**** EXCERPTED TEXT
On Fri, Jun 11, 2010 at 11:18:04AM +0100, Mark Brown wrote:
On Fri, Jun 11, 2010 at 03:55:12PM +1000, Stuart Longland wrote:
(1) When using the SOC_DOUBLE_R_SX_TLV controls, I notice there's an odd interaction between the mute switch associated with the control, and its corresponding gain setting.
Nothing changes in the actual registers (except the mute bit of course) but the displayed gain shoots up to infinity if the mute is toggled when the gain associated with that mute control is set below 0dB. When the gain is at 0dB or above, toggling the mute has no effect on the displayed gain setting.
This is almost always due to having an overlap between the bitfield for the volume and the mute bit.
I'll have a closer look, perhaps there's some misunderstanding on my part as to how the macros work.
I've started documenting some of this stuff on the ALSA Wiki at http://www.alsa-project.org/main/index.php/DAPM. I'm hoping this might be a useful resource for others. Was about to do it on an intranet wiki here, but figured it'd be of benefit to others too.
(2) On the TLV320AIC3204, the clocks used on the audio bus can either be sourced from the ADC clocks, or the DAC clocks. Naturally, before you see any clocks on the bus, you must first power up either the DAC or ADC (or both), and choose the appropriate source. I do this currently in the hw_params callback (right where I *used* to power up the DACs/ADCs, DAPM does this now).
SND_SOC_DAPM_SUPPLY can help you here - you can have a conditional supply.
Is there an example of the supply doing something like this? I'm thinking a mux might be the way to represent it, but it's then a matter of getting DAPM to switch the MUX over to the other source when the current source gets shut down.
The DAC clocks disappear when the DAC powers down. Likewise with the ADC in this case. I'm not sure how to represent this in terms of DAPM widgets, but I'll have a closer look at the other CODEC drivers.
(3) The sysfs interface of my driver still remains. I had a look at using the ASoC debugfs interface, however there are a *lot* of registers on the 'AIC3204 in a sparse memory map. When I try to inspect the registers via /sys/kernel/debug/asoc/tlv320aic3204.0-0018/codec_reg ... I notice there are more registers in the device than are accessible via this interface:
Provide a display_register() callback which filters out the undefined registers or otherwise improve the standard functionality.
I shall look into this... but a thought, is there any merrit in the two-file (register select" and "register data") interface to the CODEC registers? The current interface looks great if you want to quickly get a register dump, but the solution I have is easily used in scripts.
If there's some interest I can port my SYSFS interface over to DebugFS, and move it into the DAPM core where it can be used by others. Basically the interface I had come up with, was meant to directly replace i2cset and i2cget which become unusable once a driver claims control of an I²C device.
The driver is still using the registration model that was used in kernel 2.6.34. I've managed to backport the ALSA tree to 2.6.28 for our project (since that's what's officially supported by Ka-Ro) and so far, it's working, although things are still quite crude.
********
## TASK SET
1. In the email thread about the TLV320AIC3204 driver, which kernel version's registration model does the driver still use?
2. List every numbered issue raised in the TLV320AIC3204 email thread, summarizing each in a short phrase.
**** DATASET ENTRIES
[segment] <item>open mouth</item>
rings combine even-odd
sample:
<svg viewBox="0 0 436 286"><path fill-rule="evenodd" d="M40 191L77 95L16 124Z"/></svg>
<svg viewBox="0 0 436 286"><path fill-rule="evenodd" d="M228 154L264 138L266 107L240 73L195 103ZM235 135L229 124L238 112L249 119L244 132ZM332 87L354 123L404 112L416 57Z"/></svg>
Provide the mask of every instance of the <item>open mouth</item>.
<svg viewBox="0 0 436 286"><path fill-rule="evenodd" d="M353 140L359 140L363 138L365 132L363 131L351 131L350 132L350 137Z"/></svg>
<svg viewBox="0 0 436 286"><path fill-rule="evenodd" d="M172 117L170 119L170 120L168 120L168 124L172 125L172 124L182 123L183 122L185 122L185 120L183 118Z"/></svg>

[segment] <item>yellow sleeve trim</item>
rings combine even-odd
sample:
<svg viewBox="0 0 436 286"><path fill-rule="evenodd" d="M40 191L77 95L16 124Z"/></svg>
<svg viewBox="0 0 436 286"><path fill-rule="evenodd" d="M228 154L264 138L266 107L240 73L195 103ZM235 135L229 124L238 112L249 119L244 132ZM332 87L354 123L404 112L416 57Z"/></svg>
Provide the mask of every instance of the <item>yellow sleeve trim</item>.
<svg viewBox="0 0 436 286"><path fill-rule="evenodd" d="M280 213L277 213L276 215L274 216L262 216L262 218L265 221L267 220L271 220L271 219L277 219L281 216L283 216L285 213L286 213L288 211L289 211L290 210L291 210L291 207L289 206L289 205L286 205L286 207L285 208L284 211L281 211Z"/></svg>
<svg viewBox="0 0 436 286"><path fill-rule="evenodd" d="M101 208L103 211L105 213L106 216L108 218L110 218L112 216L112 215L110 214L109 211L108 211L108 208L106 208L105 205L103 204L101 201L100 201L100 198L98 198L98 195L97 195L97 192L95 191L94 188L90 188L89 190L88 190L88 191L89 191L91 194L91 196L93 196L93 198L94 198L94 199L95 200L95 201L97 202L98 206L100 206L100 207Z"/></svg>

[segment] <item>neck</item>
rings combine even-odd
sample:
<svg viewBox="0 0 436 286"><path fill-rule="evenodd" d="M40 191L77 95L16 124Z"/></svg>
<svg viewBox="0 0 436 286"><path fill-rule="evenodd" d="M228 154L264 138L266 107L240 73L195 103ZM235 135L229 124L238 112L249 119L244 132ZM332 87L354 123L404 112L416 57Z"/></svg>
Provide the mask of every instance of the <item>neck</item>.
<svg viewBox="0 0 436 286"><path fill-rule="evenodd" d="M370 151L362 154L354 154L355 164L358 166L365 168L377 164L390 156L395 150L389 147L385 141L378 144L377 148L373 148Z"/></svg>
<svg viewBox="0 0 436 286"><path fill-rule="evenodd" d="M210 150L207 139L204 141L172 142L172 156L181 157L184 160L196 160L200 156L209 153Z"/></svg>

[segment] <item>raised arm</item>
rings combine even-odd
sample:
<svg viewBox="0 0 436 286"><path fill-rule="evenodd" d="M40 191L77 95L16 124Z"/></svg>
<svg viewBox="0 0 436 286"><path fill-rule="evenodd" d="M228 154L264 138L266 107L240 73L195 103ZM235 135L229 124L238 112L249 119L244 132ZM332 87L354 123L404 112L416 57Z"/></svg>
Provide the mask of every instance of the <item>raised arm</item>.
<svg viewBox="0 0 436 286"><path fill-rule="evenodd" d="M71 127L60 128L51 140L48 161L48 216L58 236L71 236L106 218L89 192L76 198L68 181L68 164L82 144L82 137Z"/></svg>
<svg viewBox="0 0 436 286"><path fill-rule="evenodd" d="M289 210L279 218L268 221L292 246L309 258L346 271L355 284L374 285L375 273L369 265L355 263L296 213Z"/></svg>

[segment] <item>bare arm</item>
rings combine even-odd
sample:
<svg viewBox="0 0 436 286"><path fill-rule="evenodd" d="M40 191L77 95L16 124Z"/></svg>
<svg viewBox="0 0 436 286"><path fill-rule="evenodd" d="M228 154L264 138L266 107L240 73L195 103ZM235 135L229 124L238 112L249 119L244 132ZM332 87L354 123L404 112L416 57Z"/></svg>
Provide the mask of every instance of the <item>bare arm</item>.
********
## TASK-BY-TASK ANSWERS
1. Kernel 2.6.34

2.
(1) With SOC_DOUBLE_R_SX_TLV controls, toggling the mute makes the displayed gain shoot up to infinity when the gain is set below 0dB.
(2) The audio bus clocks on the TLV320AIC3204 come from either the ADC or the DAC clocks, so the ADC or DAC must be powered up and the right source chosen.
(3) The driver's sysfs interface still remains, and the debugfs codec_reg file shows fewer registers than the device has.